● **PROVIDED TEXT**
The open source movement, if I can speak of it in general terms (which I
acknowledge is as problematic as speaking of Aboriginality in unitary
terms), shares some remarkable features with Cultural Studies in the very
paradoxical way in which it can work to reinforce the very neoliberal
agendas that it supposedly opposes.  Frank Hartman, in his at times gross
caricature of cultural studies in the US academy in his book One Market
Under God, and Brian Holmes, in his superb essay 'The Flexible
Personality' (posted to nettime 5/1/02), both give accounts of the ways in
which Anglo-American cultural studies in the 80s and 90s overlooked its
own modes of production - which saw an escalation in the casualisation of
labour and the rise of professors to celebrity status with matching
salaries, for instance, along with trends toward monopolisation in
academic publishing - and advocated the non-sense of political action via
consumer sovereignty and the consumption of popular culture, and displayed
no capacity to act as an oppositional force against the deregulation and
commercialisation of education.  In so doing, cultural studies lent
implicit support to destructive neoliberal reforms.  Similarly, the open
source movement, in its insistence on "openness", shares a common ground
with the likes of Gates, hegemonic nation-states, and TNCs that spout
rhetoric on "openness" via "friction-free capitalism" and "borderless
economies".  Again, I will state my strong support of many of the
practices of open source movements.  But I would maintain that there is
danger that comes with such a movement in its rhetoric and *when* it
assumes to have universal application.  The world is not a software
program!  Some things need protection!  And there is a necessary
restriction that comes with that.  And that is what my paper was
discussing in part, Kermit and Miles.

● **EXCERPTED DATA**
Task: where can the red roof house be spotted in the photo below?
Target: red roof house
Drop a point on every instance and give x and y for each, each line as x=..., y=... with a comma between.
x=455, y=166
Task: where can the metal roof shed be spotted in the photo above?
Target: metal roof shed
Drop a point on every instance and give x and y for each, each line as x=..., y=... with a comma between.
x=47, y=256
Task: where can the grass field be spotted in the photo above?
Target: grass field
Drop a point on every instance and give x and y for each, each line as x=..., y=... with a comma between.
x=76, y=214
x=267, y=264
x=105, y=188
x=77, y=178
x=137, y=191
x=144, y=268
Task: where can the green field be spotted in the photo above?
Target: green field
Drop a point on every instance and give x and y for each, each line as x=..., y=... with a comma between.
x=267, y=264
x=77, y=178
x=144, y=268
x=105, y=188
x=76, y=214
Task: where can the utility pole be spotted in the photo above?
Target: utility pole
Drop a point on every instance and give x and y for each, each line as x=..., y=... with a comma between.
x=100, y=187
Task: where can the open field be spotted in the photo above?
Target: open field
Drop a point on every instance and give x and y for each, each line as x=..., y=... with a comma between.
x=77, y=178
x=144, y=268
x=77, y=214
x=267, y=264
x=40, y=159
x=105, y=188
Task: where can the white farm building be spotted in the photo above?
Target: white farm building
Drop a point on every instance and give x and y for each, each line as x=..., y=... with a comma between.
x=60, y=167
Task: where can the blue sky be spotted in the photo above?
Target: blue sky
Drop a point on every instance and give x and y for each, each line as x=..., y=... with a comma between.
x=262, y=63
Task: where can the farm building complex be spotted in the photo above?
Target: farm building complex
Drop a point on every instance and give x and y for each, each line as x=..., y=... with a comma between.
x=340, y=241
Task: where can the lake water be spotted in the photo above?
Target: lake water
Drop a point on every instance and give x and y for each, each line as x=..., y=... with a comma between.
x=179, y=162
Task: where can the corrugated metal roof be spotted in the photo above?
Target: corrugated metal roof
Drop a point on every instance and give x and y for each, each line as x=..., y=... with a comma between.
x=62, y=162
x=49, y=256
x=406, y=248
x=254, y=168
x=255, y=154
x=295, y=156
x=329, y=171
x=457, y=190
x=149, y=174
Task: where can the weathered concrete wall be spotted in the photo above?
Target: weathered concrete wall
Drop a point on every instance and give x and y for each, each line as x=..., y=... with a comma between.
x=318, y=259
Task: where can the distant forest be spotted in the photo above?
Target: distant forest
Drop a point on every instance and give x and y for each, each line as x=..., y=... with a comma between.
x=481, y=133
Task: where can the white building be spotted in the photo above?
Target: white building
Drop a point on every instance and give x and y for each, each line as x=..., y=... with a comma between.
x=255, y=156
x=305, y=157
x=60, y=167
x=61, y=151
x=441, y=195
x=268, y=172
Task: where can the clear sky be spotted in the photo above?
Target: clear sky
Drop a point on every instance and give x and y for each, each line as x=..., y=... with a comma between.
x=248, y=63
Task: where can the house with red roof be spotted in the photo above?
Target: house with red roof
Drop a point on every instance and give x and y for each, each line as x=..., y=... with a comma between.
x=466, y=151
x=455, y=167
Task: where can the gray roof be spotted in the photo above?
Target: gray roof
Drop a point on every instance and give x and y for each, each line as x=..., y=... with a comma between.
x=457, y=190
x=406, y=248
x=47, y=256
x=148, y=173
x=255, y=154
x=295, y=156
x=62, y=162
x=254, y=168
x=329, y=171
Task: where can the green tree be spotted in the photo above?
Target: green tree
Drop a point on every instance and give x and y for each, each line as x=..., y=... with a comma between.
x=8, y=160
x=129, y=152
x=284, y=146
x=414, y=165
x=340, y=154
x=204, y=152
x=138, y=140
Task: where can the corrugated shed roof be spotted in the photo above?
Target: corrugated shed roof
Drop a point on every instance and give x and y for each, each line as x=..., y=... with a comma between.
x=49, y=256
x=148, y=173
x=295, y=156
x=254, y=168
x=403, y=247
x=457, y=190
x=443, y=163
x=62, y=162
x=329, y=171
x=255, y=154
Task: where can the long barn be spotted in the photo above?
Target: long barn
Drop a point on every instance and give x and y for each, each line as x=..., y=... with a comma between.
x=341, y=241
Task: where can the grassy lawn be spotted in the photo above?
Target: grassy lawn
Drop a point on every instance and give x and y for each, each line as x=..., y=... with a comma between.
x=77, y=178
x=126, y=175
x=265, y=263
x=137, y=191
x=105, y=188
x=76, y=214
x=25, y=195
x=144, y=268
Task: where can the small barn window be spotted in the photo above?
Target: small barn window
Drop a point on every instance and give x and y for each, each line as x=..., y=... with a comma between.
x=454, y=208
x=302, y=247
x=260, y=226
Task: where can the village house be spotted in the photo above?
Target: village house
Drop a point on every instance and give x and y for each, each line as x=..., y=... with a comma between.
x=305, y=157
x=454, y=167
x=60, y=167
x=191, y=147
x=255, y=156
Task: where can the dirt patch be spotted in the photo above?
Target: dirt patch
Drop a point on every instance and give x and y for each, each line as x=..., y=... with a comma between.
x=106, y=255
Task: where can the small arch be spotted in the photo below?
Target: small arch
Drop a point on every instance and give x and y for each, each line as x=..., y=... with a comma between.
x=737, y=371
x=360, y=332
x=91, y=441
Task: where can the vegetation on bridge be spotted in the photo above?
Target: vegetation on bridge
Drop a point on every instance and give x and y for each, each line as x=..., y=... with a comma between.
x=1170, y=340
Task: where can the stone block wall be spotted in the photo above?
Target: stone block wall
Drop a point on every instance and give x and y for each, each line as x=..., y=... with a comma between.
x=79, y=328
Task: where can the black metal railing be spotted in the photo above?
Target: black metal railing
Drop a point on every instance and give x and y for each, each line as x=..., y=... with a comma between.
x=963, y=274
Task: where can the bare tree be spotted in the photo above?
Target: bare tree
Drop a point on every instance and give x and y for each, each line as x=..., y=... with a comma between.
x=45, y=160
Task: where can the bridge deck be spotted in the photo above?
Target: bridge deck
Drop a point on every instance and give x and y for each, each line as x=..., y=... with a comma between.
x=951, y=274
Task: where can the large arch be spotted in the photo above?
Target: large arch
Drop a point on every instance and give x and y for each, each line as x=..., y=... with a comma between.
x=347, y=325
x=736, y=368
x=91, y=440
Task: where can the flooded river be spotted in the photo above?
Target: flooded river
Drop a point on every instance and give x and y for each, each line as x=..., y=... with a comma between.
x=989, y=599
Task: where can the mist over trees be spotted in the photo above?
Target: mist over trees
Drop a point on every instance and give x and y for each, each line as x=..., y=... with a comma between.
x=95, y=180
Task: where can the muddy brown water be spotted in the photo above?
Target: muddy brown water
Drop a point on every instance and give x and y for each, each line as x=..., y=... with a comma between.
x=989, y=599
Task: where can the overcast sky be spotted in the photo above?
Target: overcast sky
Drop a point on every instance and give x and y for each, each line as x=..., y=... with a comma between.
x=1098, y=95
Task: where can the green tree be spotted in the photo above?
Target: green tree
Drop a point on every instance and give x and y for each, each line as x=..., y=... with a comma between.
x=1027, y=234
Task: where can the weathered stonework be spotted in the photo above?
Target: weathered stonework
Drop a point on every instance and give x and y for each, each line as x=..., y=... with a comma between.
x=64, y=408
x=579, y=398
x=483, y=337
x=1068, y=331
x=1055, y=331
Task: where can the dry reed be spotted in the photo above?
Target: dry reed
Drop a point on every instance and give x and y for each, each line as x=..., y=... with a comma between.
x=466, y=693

● **GIVEN INSTRUCTION 1**
Translate this sentence from the passage on the open source movement into Spanish: "In so doing, cultural studies lent implicit support to destructive neoliberal reforms."
● **GIVEN INSTRUCTION 2**
According to the passage on the open source movement, where was Brian Holmes's essay 'The Flexible Personality' posted?
● **GIVEN INSTRUCTION 3**
Resume the passage on the open source movement after its final sentence, keeping its voice and line of argument.

● **TASK OUTPUT 1**
Al hacerlo, los estudios culturales brindaron un apoyo implícito a reformas neoliberales destructivas.

● **TASK OUTPUT 2**
It was posted to nettime.

● **TASK OUTPUT 3**
>  >Open source movements, as far as I can tell, are
>  >predominantly against IP.
>
>I'm not sure that this is correct. In the software open source
>movement, there are a number of camps in that movement, and it's hard
>to tell at any given time how big the camps are relative to each
>other. Richard Stallman, head of the Free Software Foundation, does
>believe that IP is for the most part ideologically untenable. But
>Eric Raymond, author of "The Cathedral and the Bazaar", is pro-IP,
>and simply thinks open-source is often a highly pragmatic way of
>writing code, and there's nothing wrong with a world where some code
>is open-source and some code is closed-source. Stallman believes IP
>is evil, where Raymond simply believes IP is often inconvenient. The
>two argue about this point a lot.
>

Thanks for this.

>(As a side note, open-source relies on IP for enforcement, since you
>can't enforce the stipulations of an open-source license without
>someone being the owner. Or in theory, anyway; in practice the
>licenses have yet to be truly tested in court, if I remember
>correctly.)

Hah!  this is a very funny paradox that I ever never heard of before, at
least in the open source literature that I've read.

thanks again,
Ned

[1] Stephen Gray, 'Peeking into Pandora's Box: Common Law Recognition
of Native Title to Aboriginal Art', Griffith Law Review 9.2 (2000):
227-247.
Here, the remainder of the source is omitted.